Directive A: Write out the passage of the review of the Met exhibition starting at "When the modern" and ending at "very well indeed.".
Directive B: List the things that the first paragraph of the review of the Met exhibition says often concealed early paintings.

Text segment:
□ □ □ □ □
Current and coming: Secret portraits at the Met

James Gardner Exhibitions

Is it possible that, by honoring paintings in our contemporary, almost idolatrous, fashion, we do them a disservice? That seems to be the subtext of a new exhibition at the Metropolitan Museum of Art, Hidden Faces: Covered Portraits of the Renaissance, which is, when all is said, a foray into the very objecthood of a painting, especially one by an Old Master. Containing some sixty works of art, mostly paintings but also bronze medallions, the show makes a persuasive case for a fascinating and little-known subchapter of Western art: the frames, boxes and even curtains that often concealed early paintings.

When the modern museumgoer sees a work in a gallery, it is apt to seem transubstantiated, even dematerialized: it has become one with the flat surface that contains the image. Notwithstanding the thick impasto typical of the New York school abstractionists, the work’s material, tactile essence seems almost beside the point as we engage with it through the medium of sight alone.

But for much of the history of Western art, the painting was also its material presence, whether that meant the painted frame that surrounded it or the wooden case or silk curtain that concealed it, or the wings that folded over a diptych, or the fact that the back of an image was apt to be painted, often very well indeed.
□ □ □ □ □
Data block:
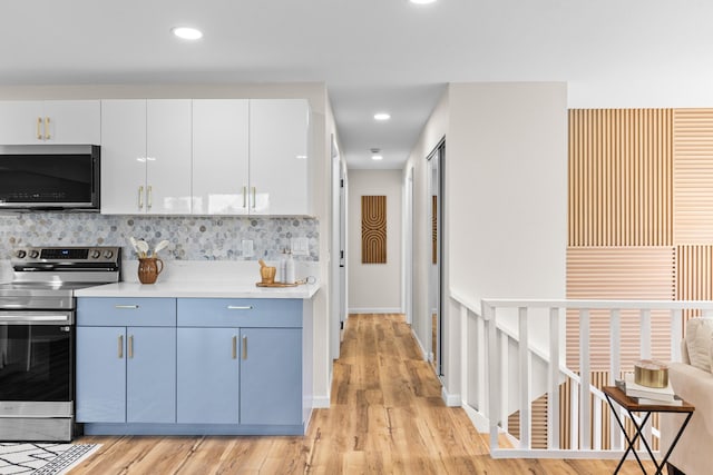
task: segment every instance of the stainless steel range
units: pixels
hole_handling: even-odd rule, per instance
[[[14,250],[0,284],[0,441],[70,441],[75,290],[120,279],[120,247]]]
□ □ □ □ □
Worked answer A:
When the modern museumgoer sees a work in a gallery, it is apt to seem transubstantiated, even dematerialized: it has become one with the flat surface that contains the image. Notwithstanding the thick impasto typical of the New York school abstractionists, the work’s material, tactile essence seems almost beside the point as we engage with it through the medium of sight alone.

But for much of the history of Western art, the painting was also its material presence, whether that meant the painted frame that surrounded it or the wooden case or silk curtain that concealed it, or the wings that folded over a diptych, or the fact that the back of an image was apt to be painted, often very well indeed.

Worked answer B:
frames
boxes
curtains